Ces thèmes sont à la base de l’intrigue de Toxic Town, et la série réussit à aborder ces questions avec sensibilité sans dépeindre ses personnages comme des victimes opprimées. En fait, l’un des aspects que j’ai préférés dans cette série est la façon dont elle dépeint la féminité de la classe ouvrière au tournant du XXIe siècle : confiante et autonome, mais aussi timide et effrayée. Malgré la sensibilité du sujet, les mères de Corby ne sont jamais réduites à des notions plates d’essence « biologique » ou à des idéaux maternels. Nous les voyons comme des êtres à part entière, naviguant dans les libertés du travail, de l’argent et du sexe, nouvellement gagnées par les femmes à peine une génération plus tôt.
Cela dit, les autres clichés ne manquent pas. Certains moments du dialogue et de la forme sont, en effet, très ringards, et nous sommes généralement gavés de personnages et d’intrigues. J’ai aimé l’interprétation de Jodie Whittaker et d’Amy-Lou Wood pour les deux rôles principaux, Susan et Tracy – qui sont basés sur des personnes réelles – bien que les distinctions binaires établies entre leurs personnages aient parfois joué avec les stéréotypes néfastes de genre et de classe. Susan est désordonnée, bruyante et n’hésite pas à dire ce qu’elle pense. Son petit ami ouvrier la quitte lorsqu’il apprend que son fils est handicapé. Tracy est une comptable réservée et prévoyante. Son mari attentionné la soutient contre vents et marées
Dans l’ensemble, Toxic Town est une série divertissante sur un moment important de l’histoire du féminisme et de la classe ouvrière : deux luttes qui sont souvent cloisonnées dans le cinéma et la télévision britanniques grand public. Il s’agit d’une série captivante et accessible qui met ces histoires – et leurs enseignements – à la portée d’un large public. Les fans d’Erin Brockovich (2000) et de Dark Waters (2019) vont adorer. Aujourd’hui, les incertitudes quant à l’avenir de la production mondiale d’acier se sont aggravées face à la concurrence accrue de la Chine et aux droits de douane généralisés de 25 % imposés par Trump. Au milieu de cette incertitude renouvelée, Toxic Town offre un avertissement brutal contre les politiques qui placent le profit avant les gens. Espérons que cette fois-ci, le message passera.

※

__Vos tâches__.
a. Répondez à ces questions d'après la critique de Toxic Town :
(i) Quelles actrices jouent les deux rôles principaux ?
(ii) Quel métier exerce Tracy ?
(iii) Quel taux ont les droits de douane imposés par Trump ?
b. Selon la critique de Toxic Town, quelles libertés les femmes avaient-elles nouvellement gagnées une génération plus tôt ?
c. Mettez à jour tout le passage de la critique de Toxic Town qui va de « Ces thèmes sont » jusqu'à « génération plus tôt. », en y remplaçant « mères » par « femmes ».

※

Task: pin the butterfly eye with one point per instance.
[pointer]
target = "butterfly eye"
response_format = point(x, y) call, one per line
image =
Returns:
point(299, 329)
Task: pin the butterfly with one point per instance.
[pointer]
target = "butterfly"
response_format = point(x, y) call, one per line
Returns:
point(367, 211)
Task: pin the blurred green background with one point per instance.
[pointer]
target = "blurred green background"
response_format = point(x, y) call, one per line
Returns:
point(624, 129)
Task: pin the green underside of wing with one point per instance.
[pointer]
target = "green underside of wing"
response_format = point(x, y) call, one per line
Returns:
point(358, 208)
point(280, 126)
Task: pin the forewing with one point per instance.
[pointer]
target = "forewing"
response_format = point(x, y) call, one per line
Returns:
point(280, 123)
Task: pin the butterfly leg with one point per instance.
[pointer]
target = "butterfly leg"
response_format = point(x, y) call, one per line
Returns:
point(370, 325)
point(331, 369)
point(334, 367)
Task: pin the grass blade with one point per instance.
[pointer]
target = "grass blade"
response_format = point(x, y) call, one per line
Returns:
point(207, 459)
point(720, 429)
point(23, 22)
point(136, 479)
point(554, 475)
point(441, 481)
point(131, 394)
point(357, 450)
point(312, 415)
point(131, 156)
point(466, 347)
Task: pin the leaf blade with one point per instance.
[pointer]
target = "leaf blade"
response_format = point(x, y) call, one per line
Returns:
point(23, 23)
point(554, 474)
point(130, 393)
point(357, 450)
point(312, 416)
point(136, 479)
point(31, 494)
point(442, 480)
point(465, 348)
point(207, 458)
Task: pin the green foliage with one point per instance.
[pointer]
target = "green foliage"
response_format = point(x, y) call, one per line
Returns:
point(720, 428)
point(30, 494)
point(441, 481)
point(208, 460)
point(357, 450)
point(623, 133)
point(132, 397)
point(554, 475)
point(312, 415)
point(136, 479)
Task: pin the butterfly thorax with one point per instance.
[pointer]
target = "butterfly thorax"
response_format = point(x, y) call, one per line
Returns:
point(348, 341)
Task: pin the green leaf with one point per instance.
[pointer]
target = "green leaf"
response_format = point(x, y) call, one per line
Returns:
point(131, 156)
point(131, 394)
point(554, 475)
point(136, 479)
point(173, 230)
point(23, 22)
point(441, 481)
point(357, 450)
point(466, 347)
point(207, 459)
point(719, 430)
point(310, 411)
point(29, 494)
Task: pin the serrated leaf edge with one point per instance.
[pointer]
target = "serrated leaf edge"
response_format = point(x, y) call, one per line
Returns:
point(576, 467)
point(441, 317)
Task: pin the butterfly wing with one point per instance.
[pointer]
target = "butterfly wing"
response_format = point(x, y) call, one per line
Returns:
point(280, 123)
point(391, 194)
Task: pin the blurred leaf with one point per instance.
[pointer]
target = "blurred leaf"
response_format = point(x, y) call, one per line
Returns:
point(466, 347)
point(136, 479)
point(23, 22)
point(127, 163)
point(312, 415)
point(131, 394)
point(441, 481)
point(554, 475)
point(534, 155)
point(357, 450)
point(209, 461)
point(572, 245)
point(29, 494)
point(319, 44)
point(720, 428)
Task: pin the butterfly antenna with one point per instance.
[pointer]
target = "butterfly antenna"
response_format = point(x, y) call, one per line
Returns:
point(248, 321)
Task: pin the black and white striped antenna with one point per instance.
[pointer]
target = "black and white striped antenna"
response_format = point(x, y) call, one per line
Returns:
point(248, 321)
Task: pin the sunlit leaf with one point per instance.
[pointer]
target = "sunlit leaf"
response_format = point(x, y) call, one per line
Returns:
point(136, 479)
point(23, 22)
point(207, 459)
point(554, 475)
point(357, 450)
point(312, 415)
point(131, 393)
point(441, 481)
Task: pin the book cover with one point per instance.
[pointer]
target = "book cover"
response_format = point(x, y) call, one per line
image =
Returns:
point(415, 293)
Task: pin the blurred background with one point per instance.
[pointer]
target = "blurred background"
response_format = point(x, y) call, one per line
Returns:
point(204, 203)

※

__Réponses par tâche__.
a.
(i) Jodie Whittaker et Amy-Lou Wood
(ii) Comptable
(iii) 25 %

b. Le travail, l'argent et le sexe.

c.
Ces thèmes sont à la base de l’intrigue de Toxic Town, et la série réussit à aborder ces questions avec sensibilité sans dépeindre ses personnages comme des victimes opprimées. En fait, l’un des aspects que j’ai préférés dans cette série est la façon dont elle dépeint la féminité de la classe ouvrière au tournant du XXIe siècle : confiante et autonome, mais aussi timide et effrayée. Malgré la sensibilité du sujet, les femmes de Corby ne sont jamais réduites à des notions plates d’essence « biologique » ou à des idéaux maternels. Nous les voyons comme des êtres à part entière, naviguant dans les libertés du travail, de l’argent et du sexe, nouvellement gagnées par les femmes à peine une génération plus tôt.